Text under study:
BEGIN

The cookies were tasty, but the Challenge judges gave higher ratings for their plan on bringing the insect-based food product company to market. The team, which won third place in the Challenge FIU Track, said the U.S. is quite behind in the trend when it comes to entomophagy, or insect consumption. More than 80 percent of the world already consumes insects, which are a rich source of protein, according to their research.

Insect-based foods make sense for environmental and food safety reasons, too, the team said. Insects are less difficult to keep, requiring a fraction of the land, water and feed compared to traditional protein sources.

Yet, Senzu Foods might still be ahead of the trend in the U.S. The team attempted a Kickstarter campaign in the summer, but it didn’t gain enough traction. It seems as this concept has not yet gotten off the ground, but attempts to reach the team were unsuccessful. If we hear from them, we will report back.

The Senzu Foods team had the ingredients for a good idea, with a heaping helping of entrepreneurial passion thrown in.


Court Buddy has been marching across the nation.

The online service matching consumers with attorneys for à la carte services such as family law, misdemeanor offenses, bankruptcies and small claims, launched in South Florida just before it won the People’s Pick in the Business Plan Challenge FIU Track last year. Today it has 260 attorneys using and about 1,000 total members, CEO James Jones Jr. said.

Based on response to demand in July, Court Buddy expanded into six more states and Washington, D.C. By December, it added seven more states. California, Florida and New York are the company’s biggest markets.

“We helped hundreds of people and small businesses save thousands of dollars in legal fees by matching them with attorneys based on their budget, and helped hundreds of attorneys get matched with new clients to grow their practice,” said Jones, who founded Court Buddy with his wife, Kristina. “The way our platform is designed, we can scale to other states in response to demand.”

But it wasn’t as smooth a year ago: “It takes a while to get the traction; we were overly optimistic in our plan,” Jones said. In response to what its customers told them, James and Kristina tweaked their pricing model to get more attorneys using the platform.

Hearing from attorneys that they wanted to see if the matching service works before committing to monthly fees, Court Buddy introduced a pay-per-match model, in which attorneys can pay $39 a match rather than a monthly fee that includes matches. It’s now the most popular attorney membership, and some have since upgraded to regular monthly memberships, which run $79 (basic) and $149 (premium).

END

Collection entries:
BEGIN

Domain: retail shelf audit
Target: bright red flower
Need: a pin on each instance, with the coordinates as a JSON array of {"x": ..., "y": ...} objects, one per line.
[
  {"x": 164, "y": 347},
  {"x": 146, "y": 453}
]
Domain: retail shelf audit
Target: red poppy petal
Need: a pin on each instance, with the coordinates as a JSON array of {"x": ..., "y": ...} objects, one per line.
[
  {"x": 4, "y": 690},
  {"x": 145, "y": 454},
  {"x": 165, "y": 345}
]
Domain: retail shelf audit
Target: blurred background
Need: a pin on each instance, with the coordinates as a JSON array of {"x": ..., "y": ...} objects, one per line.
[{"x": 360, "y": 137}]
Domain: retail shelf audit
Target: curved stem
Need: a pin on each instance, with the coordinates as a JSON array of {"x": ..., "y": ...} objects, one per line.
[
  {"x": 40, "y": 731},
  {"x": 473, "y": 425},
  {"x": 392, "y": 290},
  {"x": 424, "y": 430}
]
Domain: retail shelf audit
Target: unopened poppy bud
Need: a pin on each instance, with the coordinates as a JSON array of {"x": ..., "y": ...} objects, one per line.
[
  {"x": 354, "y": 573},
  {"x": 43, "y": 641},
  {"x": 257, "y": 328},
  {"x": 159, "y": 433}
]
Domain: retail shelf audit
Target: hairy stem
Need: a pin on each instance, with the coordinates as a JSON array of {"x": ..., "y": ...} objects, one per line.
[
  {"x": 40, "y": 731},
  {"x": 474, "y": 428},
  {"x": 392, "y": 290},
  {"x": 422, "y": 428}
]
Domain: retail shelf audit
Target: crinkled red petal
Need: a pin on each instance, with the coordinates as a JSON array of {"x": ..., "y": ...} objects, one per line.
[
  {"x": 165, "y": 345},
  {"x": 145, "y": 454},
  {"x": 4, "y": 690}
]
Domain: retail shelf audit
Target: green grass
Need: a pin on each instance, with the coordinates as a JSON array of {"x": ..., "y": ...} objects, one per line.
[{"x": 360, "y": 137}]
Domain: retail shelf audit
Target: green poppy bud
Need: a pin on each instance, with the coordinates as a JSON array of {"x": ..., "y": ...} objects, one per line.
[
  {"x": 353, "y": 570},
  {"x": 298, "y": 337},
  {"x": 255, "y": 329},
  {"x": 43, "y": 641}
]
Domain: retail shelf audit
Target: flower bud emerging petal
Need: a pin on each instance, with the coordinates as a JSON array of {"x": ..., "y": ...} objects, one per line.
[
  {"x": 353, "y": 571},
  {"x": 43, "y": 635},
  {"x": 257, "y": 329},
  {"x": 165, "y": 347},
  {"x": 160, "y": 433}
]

END

What you are asked to do:
Continue the article on Senzu Foods and Court Buddy, picking up after its final sentence about Court Buddy's monthly membership prices.

Task answer:
“It’s a great introductory membership since the attorneys weren’t very familiar with Court Buddy,” said Kristina Jones. “With this, they can test it out, and once they see matches, it becomes more cost-effective to switch to the monthly membership.”

Similarly, the company also introduced a free “limited matches” membership plan to consumers and small businesses, with the option to upgrade to a paid membership plan.

Because of a nationwide shortage of positions for law graduates, about 90 percent of the attorneys on Court Buddy’s platform are solo practitioners. Court Buddy has features in place to help the attorneys market their services and build up independent businesses.

The team, now a team of 10 including part-time contractors, has put fund-raising on hold as it continues to work on building up revenue first. But exposure and potential prize money wouldn’t hurt: Court Buddy will compete as a finalist for a $25,000 prize in a PowerMoves pitch competition in Miami next week.

We knew that there was a need for this service, but in hearing the stories over and over again we are reassured our company is really helping people. It keeps us moving forward.

Kristina Jones, co-founder of Court Buddy

“We knew that there was a need for this service, but in hearing the stories over and over again, we are reassured our company is really helping people,” said Kristina Jones. “It keeps us moving forward.”

Court Buddy’s advice to contestants: “People were able to live, breathe and function before your business existed, so focus on creating so much value in people’s lives that they can’t imagine life without the product or service that you offer,” James Jones said.

Jackie Salo contributed to this report.